Extracted records:
§
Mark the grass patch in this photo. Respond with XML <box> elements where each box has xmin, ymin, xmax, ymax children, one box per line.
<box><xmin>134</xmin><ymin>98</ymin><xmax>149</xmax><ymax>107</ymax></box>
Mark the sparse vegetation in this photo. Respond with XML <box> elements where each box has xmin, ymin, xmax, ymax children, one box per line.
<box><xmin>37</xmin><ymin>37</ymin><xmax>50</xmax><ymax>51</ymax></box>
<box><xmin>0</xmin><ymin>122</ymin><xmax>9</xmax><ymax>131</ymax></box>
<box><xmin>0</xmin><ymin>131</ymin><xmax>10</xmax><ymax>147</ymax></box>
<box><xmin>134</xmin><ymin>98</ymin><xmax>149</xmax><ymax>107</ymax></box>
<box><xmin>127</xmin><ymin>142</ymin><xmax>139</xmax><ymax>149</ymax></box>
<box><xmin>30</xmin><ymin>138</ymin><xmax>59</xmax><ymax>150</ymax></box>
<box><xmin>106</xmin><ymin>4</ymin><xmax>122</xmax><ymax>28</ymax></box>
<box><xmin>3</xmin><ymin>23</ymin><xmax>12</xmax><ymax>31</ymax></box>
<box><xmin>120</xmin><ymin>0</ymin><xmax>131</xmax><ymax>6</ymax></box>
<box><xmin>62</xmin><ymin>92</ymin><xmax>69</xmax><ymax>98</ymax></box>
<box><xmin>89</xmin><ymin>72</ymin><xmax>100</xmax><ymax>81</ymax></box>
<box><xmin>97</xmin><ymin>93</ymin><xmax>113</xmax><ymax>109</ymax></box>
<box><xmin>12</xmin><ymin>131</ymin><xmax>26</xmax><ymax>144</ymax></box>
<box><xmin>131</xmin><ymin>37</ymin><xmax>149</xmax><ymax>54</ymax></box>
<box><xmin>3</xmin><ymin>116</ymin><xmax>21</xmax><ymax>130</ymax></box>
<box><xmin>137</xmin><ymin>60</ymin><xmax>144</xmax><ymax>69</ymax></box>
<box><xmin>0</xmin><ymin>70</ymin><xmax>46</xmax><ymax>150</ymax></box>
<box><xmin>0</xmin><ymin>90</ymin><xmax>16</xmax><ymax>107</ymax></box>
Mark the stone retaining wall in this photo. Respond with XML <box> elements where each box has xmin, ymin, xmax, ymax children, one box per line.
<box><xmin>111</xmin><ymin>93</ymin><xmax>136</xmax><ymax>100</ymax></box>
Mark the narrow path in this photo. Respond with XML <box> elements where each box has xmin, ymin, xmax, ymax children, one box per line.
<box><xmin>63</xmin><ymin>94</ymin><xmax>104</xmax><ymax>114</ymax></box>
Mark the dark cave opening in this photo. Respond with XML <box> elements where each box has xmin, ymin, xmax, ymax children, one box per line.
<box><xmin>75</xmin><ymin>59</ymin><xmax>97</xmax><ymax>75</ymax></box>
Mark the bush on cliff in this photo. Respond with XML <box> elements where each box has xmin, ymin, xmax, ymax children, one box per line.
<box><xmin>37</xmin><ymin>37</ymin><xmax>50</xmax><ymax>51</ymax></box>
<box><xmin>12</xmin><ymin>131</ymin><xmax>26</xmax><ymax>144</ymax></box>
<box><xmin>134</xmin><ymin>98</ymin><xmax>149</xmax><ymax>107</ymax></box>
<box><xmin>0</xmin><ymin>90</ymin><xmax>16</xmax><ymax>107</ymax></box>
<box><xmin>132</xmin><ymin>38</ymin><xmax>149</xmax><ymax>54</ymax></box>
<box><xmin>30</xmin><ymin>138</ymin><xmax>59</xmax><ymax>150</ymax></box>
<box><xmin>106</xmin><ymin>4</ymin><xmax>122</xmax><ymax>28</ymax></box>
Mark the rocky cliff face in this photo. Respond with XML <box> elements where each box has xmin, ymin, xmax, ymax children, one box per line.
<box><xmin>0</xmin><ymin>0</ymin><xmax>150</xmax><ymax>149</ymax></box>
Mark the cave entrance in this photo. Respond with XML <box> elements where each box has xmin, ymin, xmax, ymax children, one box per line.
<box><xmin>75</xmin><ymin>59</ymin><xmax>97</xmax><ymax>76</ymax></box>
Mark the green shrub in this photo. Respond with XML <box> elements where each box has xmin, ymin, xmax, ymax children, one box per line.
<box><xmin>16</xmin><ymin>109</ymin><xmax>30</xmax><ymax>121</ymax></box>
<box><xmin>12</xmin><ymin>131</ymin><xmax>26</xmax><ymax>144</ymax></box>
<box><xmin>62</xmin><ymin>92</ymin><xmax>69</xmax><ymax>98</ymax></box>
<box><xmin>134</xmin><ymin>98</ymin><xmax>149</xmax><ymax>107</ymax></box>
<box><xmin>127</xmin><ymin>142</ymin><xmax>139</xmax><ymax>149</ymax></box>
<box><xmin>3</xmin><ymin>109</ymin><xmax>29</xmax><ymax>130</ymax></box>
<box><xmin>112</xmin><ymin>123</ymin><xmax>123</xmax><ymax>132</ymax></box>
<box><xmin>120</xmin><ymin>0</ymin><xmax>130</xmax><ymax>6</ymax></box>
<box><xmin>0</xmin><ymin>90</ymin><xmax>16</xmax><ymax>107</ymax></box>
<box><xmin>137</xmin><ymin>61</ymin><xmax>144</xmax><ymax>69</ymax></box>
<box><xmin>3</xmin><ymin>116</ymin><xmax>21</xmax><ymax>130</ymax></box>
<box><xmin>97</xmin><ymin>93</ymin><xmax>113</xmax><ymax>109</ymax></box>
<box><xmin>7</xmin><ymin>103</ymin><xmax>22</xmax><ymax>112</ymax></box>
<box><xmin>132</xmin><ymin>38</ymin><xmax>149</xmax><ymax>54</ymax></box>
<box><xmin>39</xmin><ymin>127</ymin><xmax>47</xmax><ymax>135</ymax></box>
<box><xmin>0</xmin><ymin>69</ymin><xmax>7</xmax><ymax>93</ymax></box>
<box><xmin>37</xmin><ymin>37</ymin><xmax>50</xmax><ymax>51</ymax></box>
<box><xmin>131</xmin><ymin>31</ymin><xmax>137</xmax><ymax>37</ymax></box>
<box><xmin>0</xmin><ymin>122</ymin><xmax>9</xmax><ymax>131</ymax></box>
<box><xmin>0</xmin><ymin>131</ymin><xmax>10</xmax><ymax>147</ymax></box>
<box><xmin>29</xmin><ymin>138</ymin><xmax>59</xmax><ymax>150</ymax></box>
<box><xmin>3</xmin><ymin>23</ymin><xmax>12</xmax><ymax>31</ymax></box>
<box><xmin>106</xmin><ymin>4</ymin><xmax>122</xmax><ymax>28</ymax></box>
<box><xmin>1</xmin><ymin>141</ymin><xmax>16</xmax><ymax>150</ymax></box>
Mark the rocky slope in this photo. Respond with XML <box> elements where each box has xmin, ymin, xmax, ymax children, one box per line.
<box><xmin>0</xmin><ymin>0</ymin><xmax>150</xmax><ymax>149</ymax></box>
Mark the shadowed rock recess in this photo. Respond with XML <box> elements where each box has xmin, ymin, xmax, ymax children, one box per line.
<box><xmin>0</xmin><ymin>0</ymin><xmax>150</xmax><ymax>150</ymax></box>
§
What is needed:
What is needed is an exact copy of all the records above.

Written solution:
Mark the grass patch in this photo. Respond with XML <box> elements where each box has xmin, ymin, xmax, ymax children, one box per line.
<box><xmin>134</xmin><ymin>98</ymin><xmax>149</xmax><ymax>107</ymax></box>
Mark the sparse vegetation in this photo. Respond with XML <box> elements where each box has xmin, ymin, xmax, ymax children, one box per line.
<box><xmin>37</xmin><ymin>37</ymin><xmax>50</xmax><ymax>51</ymax></box>
<box><xmin>0</xmin><ymin>122</ymin><xmax>9</xmax><ymax>131</ymax></box>
<box><xmin>0</xmin><ymin>131</ymin><xmax>10</xmax><ymax>147</ymax></box>
<box><xmin>134</xmin><ymin>98</ymin><xmax>149</xmax><ymax>107</ymax></box>
<box><xmin>127</xmin><ymin>142</ymin><xmax>139</xmax><ymax>149</ymax></box>
<box><xmin>30</xmin><ymin>138</ymin><xmax>59</xmax><ymax>150</ymax></box>
<box><xmin>106</xmin><ymin>4</ymin><xmax>122</xmax><ymax>28</ymax></box>
<box><xmin>3</xmin><ymin>23</ymin><xmax>12</xmax><ymax>31</ymax></box>
<box><xmin>120</xmin><ymin>0</ymin><xmax>131</xmax><ymax>6</ymax></box>
<box><xmin>62</xmin><ymin>92</ymin><xmax>69</xmax><ymax>98</ymax></box>
<box><xmin>89</xmin><ymin>72</ymin><xmax>100</xmax><ymax>81</ymax></box>
<box><xmin>97</xmin><ymin>93</ymin><xmax>113</xmax><ymax>109</ymax></box>
<box><xmin>12</xmin><ymin>131</ymin><xmax>26</xmax><ymax>144</ymax></box>
<box><xmin>131</xmin><ymin>37</ymin><xmax>149</xmax><ymax>54</ymax></box>
<box><xmin>3</xmin><ymin>116</ymin><xmax>21</xmax><ymax>130</ymax></box>
<box><xmin>137</xmin><ymin>60</ymin><xmax>144</xmax><ymax>69</ymax></box>
<box><xmin>0</xmin><ymin>70</ymin><xmax>46</xmax><ymax>150</ymax></box>
<box><xmin>0</xmin><ymin>90</ymin><xmax>16</xmax><ymax>107</ymax></box>
Mark the stone retaining wall in this photo. Respond with XML <box> elements where each box has xmin, ymin, xmax, ymax children, one box per line.
<box><xmin>111</xmin><ymin>93</ymin><xmax>136</xmax><ymax>100</ymax></box>
Mark the narrow path in this photo. Respond with XML <box> elements where each box has xmin, ymin, xmax, ymax children, one box per line.
<box><xmin>63</xmin><ymin>94</ymin><xmax>104</xmax><ymax>114</ymax></box>
Mark the dark cave opening in this photo. Respond with XML <box> elements where each box has xmin, ymin, xmax, ymax children, one box per line.
<box><xmin>75</xmin><ymin>59</ymin><xmax>97</xmax><ymax>75</ymax></box>
Mark the bush on cliff in this photo. Respond with XML <box> elements where each box has xmin, ymin, xmax, ymax children, one box per line.
<box><xmin>37</xmin><ymin>37</ymin><xmax>50</xmax><ymax>51</ymax></box>
<box><xmin>12</xmin><ymin>131</ymin><xmax>26</xmax><ymax>144</ymax></box>
<box><xmin>134</xmin><ymin>98</ymin><xmax>149</xmax><ymax>107</ymax></box>
<box><xmin>0</xmin><ymin>90</ymin><xmax>16</xmax><ymax>107</ymax></box>
<box><xmin>132</xmin><ymin>38</ymin><xmax>149</xmax><ymax>54</ymax></box>
<box><xmin>30</xmin><ymin>138</ymin><xmax>59</xmax><ymax>150</ymax></box>
<box><xmin>106</xmin><ymin>4</ymin><xmax>122</xmax><ymax>28</ymax></box>
Mark the rocky cliff face in this photo. Respond with XML <box> elements where each box has xmin, ymin, xmax, ymax children, one box per line.
<box><xmin>0</xmin><ymin>0</ymin><xmax>150</xmax><ymax>149</ymax></box>
Mark the cave entrance in this photo. Respond with XML <box> elements where each box has xmin, ymin, xmax, ymax children, one box per line.
<box><xmin>75</xmin><ymin>59</ymin><xmax>97</xmax><ymax>76</ymax></box>
Mark the green shrub in this photo. Respond with XML <box> elements where each box has xmin, ymin, xmax, ymax children, one box per line.
<box><xmin>16</xmin><ymin>109</ymin><xmax>30</xmax><ymax>121</ymax></box>
<box><xmin>12</xmin><ymin>131</ymin><xmax>26</xmax><ymax>144</ymax></box>
<box><xmin>62</xmin><ymin>92</ymin><xmax>69</xmax><ymax>98</ymax></box>
<box><xmin>134</xmin><ymin>98</ymin><xmax>149</xmax><ymax>107</ymax></box>
<box><xmin>127</xmin><ymin>142</ymin><xmax>139</xmax><ymax>149</ymax></box>
<box><xmin>3</xmin><ymin>109</ymin><xmax>29</xmax><ymax>130</ymax></box>
<box><xmin>112</xmin><ymin>123</ymin><xmax>123</xmax><ymax>132</ymax></box>
<box><xmin>120</xmin><ymin>0</ymin><xmax>130</xmax><ymax>6</ymax></box>
<box><xmin>0</xmin><ymin>90</ymin><xmax>16</xmax><ymax>107</ymax></box>
<box><xmin>137</xmin><ymin>61</ymin><xmax>144</xmax><ymax>69</ymax></box>
<box><xmin>3</xmin><ymin>116</ymin><xmax>21</xmax><ymax>130</ymax></box>
<box><xmin>97</xmin><ymin>93</ymin><xmax>113</xmax><ymax>109</ymax></box>
<box><xmin>7</xmin><ymin>103</ymin><xmax>22</xmax><ymax>112</ymax></box>
<box><xmin>132</xmin><ymin>38</ymin><xmax>149</xmax><ymax>54</ymax></box>
<box><xmin>39</xmin><ymin>127</ymin><xmax>47</xmax><ymax>135</ymax></box>
<box><xmin>0</xmin><ymin>69</ymin><xmax>7</xmax><ymax>93</ymax></box>
<box><xmin>37</xmin><ymin>37</ymin><xmax>50</xmax><ymax>51</ymax></box>
<box><xmin>131</xmin><ymin>31</ymin><xmax>137</xmax><ymax>37</ymax></box>
<box><xmin>0</xmin><ymin>122</ymin><xmax>9</xmax><ymax>131</ymax></box>
<box><xmin>0</xmin><ymin>131</ymin><xmax>10</xmax><ymax>147</ymax></box>
<box><xmin>29</xmin><ymin>138</ymin><xmax>59</xmax><ymax>150</ymax></box>
<box><xmin>3</xmin><ymin>23</ymin><xmax>12</xmax><ymax>31</ymax></box>
<box><xmin>106</xmin><ymin>4</ymin><xmax>122</xmax><ymax>28</ymax></box>
<box><xmin>1</xmin><ymin>141</ymin><xmax>16</xmax><ymax>150</ymax></box>
Mark the rocky slope in this photo. Respond with XML <box> elements where each box has xmin, ymin, xmax, ymax children, one box per line.
<box><xmin>0</xmin><ymin>0</ymin><xmax>150</xmax><ymax>149</ymax></box>
Mark the shadowed rock recess in this photo. Respond with XML <box> elements where each box has xmin, ymin, xmax, ymax children, one box per line.
<box><xmin>0</xmin><ymin>0</ymin><xmax>150</xmax><ymax>150</ymax></box>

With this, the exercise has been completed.